Copy out all of the material below word for word, leaving out the pictures.

>> Start

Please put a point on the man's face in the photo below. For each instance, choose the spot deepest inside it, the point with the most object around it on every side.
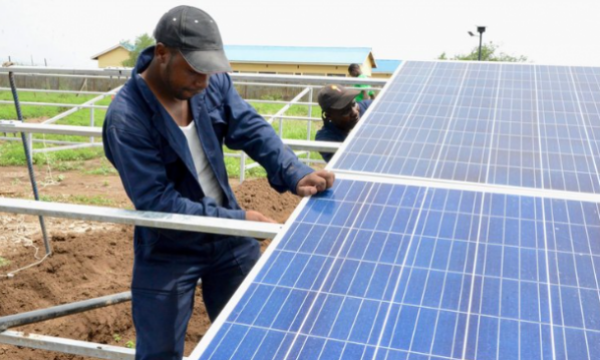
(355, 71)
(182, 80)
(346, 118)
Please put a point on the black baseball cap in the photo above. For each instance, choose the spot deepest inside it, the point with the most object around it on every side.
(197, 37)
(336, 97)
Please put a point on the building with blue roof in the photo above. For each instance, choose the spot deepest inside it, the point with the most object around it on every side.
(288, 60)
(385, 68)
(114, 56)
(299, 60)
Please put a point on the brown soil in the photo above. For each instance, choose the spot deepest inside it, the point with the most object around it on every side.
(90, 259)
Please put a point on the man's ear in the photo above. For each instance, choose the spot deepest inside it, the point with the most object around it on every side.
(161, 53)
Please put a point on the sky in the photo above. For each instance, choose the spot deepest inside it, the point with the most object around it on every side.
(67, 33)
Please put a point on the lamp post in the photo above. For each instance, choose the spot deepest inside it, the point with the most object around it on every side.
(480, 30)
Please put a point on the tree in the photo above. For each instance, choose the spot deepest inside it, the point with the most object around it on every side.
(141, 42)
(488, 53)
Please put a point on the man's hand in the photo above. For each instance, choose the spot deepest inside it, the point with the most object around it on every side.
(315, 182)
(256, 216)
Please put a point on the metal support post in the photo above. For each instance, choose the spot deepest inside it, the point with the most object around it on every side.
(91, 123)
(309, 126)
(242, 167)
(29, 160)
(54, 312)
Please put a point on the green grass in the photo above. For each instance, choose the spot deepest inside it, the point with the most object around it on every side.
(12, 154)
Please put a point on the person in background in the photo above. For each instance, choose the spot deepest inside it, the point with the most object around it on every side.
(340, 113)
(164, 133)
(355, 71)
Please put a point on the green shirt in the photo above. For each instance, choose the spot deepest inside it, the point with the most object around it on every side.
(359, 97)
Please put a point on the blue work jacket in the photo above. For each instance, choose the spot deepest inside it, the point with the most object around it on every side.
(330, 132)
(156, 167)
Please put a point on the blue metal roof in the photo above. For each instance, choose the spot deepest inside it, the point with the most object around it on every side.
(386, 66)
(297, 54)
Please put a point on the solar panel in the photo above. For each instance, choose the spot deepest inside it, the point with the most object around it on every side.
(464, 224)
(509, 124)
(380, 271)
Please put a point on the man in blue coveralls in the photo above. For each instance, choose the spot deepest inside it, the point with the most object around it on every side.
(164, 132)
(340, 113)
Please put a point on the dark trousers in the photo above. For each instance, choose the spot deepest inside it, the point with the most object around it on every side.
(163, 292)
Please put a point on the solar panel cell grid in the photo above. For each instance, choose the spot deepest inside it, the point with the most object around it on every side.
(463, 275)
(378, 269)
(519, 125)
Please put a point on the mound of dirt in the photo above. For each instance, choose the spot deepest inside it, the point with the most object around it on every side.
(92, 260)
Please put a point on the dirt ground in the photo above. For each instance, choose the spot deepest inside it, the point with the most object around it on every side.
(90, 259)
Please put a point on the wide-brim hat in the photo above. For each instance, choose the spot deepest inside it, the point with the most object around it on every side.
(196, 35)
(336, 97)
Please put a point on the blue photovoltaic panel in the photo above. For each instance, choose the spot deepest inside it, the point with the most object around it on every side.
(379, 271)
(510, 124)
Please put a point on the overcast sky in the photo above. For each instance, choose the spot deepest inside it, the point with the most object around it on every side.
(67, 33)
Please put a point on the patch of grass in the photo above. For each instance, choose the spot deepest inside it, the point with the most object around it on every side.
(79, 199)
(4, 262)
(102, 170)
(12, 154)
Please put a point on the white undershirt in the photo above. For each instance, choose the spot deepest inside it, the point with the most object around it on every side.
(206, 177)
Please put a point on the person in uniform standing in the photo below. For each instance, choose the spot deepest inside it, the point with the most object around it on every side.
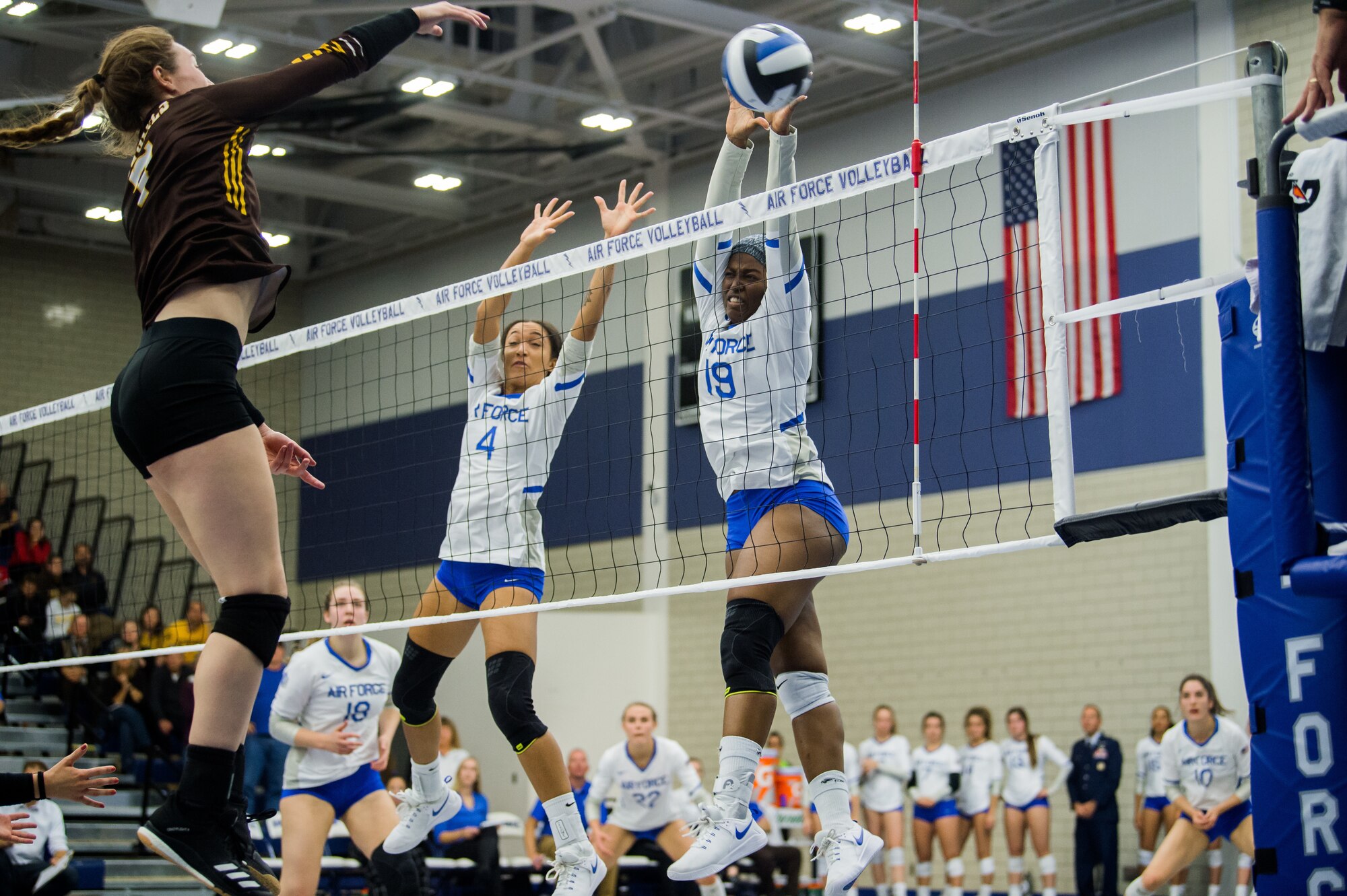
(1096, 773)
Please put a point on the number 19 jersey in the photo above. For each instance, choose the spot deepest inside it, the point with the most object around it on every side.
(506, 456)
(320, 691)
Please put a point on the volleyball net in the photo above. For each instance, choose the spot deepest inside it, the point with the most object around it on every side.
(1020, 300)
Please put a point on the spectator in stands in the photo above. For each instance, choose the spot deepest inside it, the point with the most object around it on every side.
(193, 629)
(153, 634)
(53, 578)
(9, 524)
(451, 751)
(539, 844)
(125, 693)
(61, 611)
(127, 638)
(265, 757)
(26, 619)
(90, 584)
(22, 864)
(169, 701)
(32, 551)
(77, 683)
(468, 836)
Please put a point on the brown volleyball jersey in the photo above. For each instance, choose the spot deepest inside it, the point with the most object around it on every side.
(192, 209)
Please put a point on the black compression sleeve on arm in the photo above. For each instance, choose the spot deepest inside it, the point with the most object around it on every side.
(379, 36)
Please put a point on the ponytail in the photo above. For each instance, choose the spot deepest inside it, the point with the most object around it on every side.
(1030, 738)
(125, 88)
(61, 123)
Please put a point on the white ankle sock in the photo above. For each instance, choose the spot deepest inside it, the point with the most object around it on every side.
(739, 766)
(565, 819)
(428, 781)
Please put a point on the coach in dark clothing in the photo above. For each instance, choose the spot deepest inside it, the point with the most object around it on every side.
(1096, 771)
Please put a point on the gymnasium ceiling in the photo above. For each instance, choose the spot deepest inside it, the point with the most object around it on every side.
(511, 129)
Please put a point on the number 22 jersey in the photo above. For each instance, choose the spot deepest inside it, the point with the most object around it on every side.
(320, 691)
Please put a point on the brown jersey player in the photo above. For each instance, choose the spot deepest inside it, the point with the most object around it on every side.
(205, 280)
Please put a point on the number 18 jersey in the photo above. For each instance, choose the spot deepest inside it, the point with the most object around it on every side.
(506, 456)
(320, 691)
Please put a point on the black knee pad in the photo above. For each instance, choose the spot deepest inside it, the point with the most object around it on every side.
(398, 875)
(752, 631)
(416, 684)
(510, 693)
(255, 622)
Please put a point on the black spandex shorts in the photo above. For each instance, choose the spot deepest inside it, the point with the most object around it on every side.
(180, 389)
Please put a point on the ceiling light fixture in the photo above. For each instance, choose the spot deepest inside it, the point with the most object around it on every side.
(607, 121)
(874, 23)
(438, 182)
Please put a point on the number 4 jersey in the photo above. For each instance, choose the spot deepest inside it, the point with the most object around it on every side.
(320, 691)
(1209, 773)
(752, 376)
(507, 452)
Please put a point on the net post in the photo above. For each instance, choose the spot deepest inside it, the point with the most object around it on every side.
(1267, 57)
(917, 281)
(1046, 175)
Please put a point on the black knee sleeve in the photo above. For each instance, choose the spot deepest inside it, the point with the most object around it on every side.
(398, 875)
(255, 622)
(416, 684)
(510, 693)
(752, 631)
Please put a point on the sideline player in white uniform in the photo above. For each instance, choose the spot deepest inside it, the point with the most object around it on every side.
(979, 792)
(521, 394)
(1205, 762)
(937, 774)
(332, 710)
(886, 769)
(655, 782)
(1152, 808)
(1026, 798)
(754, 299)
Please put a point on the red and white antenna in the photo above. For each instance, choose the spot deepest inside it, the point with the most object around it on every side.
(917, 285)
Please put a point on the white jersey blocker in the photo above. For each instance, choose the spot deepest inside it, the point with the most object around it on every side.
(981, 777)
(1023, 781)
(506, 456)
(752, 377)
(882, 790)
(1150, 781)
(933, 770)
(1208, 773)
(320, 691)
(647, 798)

>> End

=== TASK SOLUTION ===
Please put a point on the man's face in the photo below. For each instance, choose the spot deepest inside it, the point with the most object around it on every side.
(355, 71)
(182, 80)
(346, 118)
Please put a point on the black baseball cap in the photo above. For each instance, choose the spot deepest inside it, the point with the most object around it on every side.
(197, 37)
(336, 97)
Please put a point on the building with blue roof in the photo above. For each instance, choose the spot deepest inside it, the point with the most object around it on every side.
(288, 60)
(385, 68)
(114, 56)
(299, 60)
Please put a point on the brown soil in the photo above. For each instance, choose the spot deepest inside it, the point with the most object around it on every side.
(90, 259)
Please put a point on the man's ear in the photo above. For each instance, choose the spot deepest inside it, the point with the most object around it on every side.
(161, 53)
Please put a point on the sky in the photo above. For each instance, choose the spot deepest inside it, the point with the most object around it on every side.
(67, 33)
Please put a point on the lamp post in the photo above. For each instance, choose the spot deepest inside it, the point with the most object around it on every side.
(480, 30)
Please put a point on the tree in the photo above. For each instance, choose the spot deepest inside it, the point with the most object around it on every side.
(141, 42)
(488, 53)
Please put a point on the man's hand in the photo above. For each instance, choose the spot deepest inside it, the point with the most object around it on every side.
(315, 182)
(256, 216)
Please put a point on the metal support post in the photo above. For each instance, choose the spot deepest inside it, the point with the most object around it on every side.
(91, 123)
(309, 126)
(242, 167)
(29, 160)
(54, 312)
Please put a point on the green grass in the photo above. For each instance, choose the spot deepest inside it, the point with the most object around it on every side.
(12, 154)
Please put a point on the person in background in the photo above. For each instance, choose the spot deepest inside it, the point with the most object around it on every side.
(340, 113)
(164, 133)
(355, 71)
Please put a point on the green shirt in the photo above. For each instance, choose the spot deepest inside it, the point with the most object around it on every side.
(359, 97)
Please put a point on the blue work jacket in the photo above. For each instance, choose the spot deepest inside it, the point with the most object around it on every side.
(330, 132)
(156, 167)
Please put a point on the blue metal roof in the photo above. For each instance, choose the spot deepest inside it, the point with the most object around it on every side.
(386, 66)
(297, 54)
Please put a point on the solar panel in the photo above. For each instance, choose the spot deepest inside it, the point with the most object around it on every side.
(464, 224)
(509, 124)
(380, 271)
Please put a point on the man in blue coveralls in the photo above. For each instance, choose the spot deepest inside it, the point with the most object around it on every side.
(164, 132)
(340, 113)
Please put a point on the dark trousers in the photo above. For each instance, choose the spot deepest inside it, the point with the most object around it on every side.
(163, 292)
Please put a point on the solar panel cell grid in the photo above. For each instance, choose the spot deepest inside it, the point with the most object around it on every side.
(463, 275)
(378, 269)
(519, 125)
Please put a point on the mound of dirt in the photo above. For each instance, choose the spot deepest inside it, the point with the most object around it on every side.
(92, 260)
Please put a point on the dirt ground in the photo above. For each instance, choose the spot deepest inside it, the point with the most object around it on every side.
(90, 259)
Please put a point on the wide-brim hat in the photo above. For each instance, choose the spot deepest inside it, the point with the most object around it on every side.
(196, 35)
(336, 97)
Please put a point on the blue photovoltaic panel in the photo above. For each instance, choose the spot deepest inside it, the point with the most object around it on every side.
(379, 271)
(510, 124)
Please put a point on the overcast sky in the photo above. For each instance, choose the spot deepest inside it, the point with the most object around it on every side.
(67, 33)
Please put a point on the patch of grass in the photo above. For each instance, choose the spot deepest inside it, the point with the most object around it on every side.
(79, 199)
(4, 262)
(102, 170)
(12, 154)
Please put a point on the white undershirt in the photo above. For each instance, choose the spot deepest inside it, the point with the most object around it on every side.
(206, 177)
Please put a point on the person in uniform standing in the photo below. For each instance, choose the spot deepest inside it, the point with the most object around it on every side.
(1096, 773)
Please put a point on the number 19 jersey in the photo above. For each instance, choose the spot deepest inside it, the point with the most object around it on every side.
(506, 456)
(320, 691)
Please put a point on the volleyball net in the photo above. For each instance, choose the spot deepest inside it, the point with the most object around it on every side.
(1020, 300)
Please put a point on the spectator in stands in the photo above. For each instance, choose the spot deepest inside it, the point with the most object around it on every side.
(193, 629)
(153, 634)
(53, 578)
(9, 524)
(451, 751)
(539, 844)
(125, 693)
(61, 611)
(127, 638)
(265, 757)
(26, 619)
(90, 584)
(22, 864)
(169, 701)
(32, 551)
(77, 683)
(468, 836)
Please put a point on the brown volleyball jersey in the photo above. For each instance, choose the spot deepest inside it, the point with the most object around it on every side.
(192, 209)
Please put a point on the black compression sleeve on arm in the photo above. For each instance, choose the spot deepest inside it, the point with the most object around it on every side.
(379, 36)
Please put a point on the ponytail in the photo above. For each instance, choose the spot deepest inside it, the point with the most object around it on every side.
(1030, 738)
(125, 88)
(61, 123)
Please put a point on the white ankle sock in the photo above. For each instance, choose the spot deepest inside it, the point with the most object around it on every side.
(739, 766)
(565, 819)
(428, 781)
Please put a point on the coach in dark clothing in the photo above. For each instance, choose the spot deepest inside it, the point with the most object around it on every side.
(1096, 771)
Please put a point on the gymnasium ceiling in the photo above. For each instance, choose the spot deepest inside it, the point with the most object around it on every side.
(511, 129)
Please put a point on the number 22 jersey in the photo above. For each instance, choose the spot deepest inside it, the point with the most object around it on every side.
(320, 691)
Please put a point on the brown jersey player in the photo above. For each instance, choose the spot deepest inside it, the point with the most object around it on every side.
(205, 280)
Please put a point on the number 18 jersey in the photo above. For each instance, choose the spot deepest inside it, the point with the most object around it on every side.
(506, 456)
(320, 691)
Please put a point on the black knee pad in the photo above. For each instance, choose the spot deepest inside it, the point with the most object around it on every side.
(398, 875)
(752, 631)
(416, 684)
(510, 693)
(255, 622)
Please put a point on the black spandex shorts in the photo above. For each instance, choose the spot deepest inside it, the point with the most object around it on every side.
(180, 389)
Please put a point on the ceiling light fixture in the photo above. For each instance, choose the spot deepest inside it, the point with the most object around it on every side.
(607, 121)
(874, 23)
(438, 182)
Please put a point on the number 4 jersey in the photo above. For each instance, choose the spot deepest inside it, the point with the most object around it on every side.
(320, 691)
(1209, 773)
(752, 376)
(507, 452)
Please put a point on the net post in the photo above. For each instance, choose the spot deepest inside it, the point with the most object around it on every side.
(1267, 57)
(917, 281)
(1046, 175)
Please put a point on the black knee sleeve in the photo above. For each instance, choose the spot deepest inside it, the point with the most object around it on every side.
(398, 875)
(255, 622)
(416, 684)
(510, 693)
(752, 631)
Please put a point on the sideline player in white uniform in the photo above. For each instance, choose the spot deepest inside it, the point with the most object around it on every side.
(979, 792)
(521, 394)
(1205, 762)
(937, 774)
(332, 710)
(886, 769)
(655, 782)
(1152, 808)
(1026, 798)
(754, 299)
Please put a point on the red and white antenna in the photo above. For each instance, choose the spot deepest inside it, the point with the most object around it on every side.
(917, 285)
Please put a point on the white jersey blocker in the photo above. For each instance, choose the spot deepest inside it, the point with the most object around it on every side.
(981, 777)
(1023, 781)
(506, 456)
(752, 377)
(882, 790)
(1150, 781)
(933, 770)
(1208, 773)
(320, 691)
(647, 798)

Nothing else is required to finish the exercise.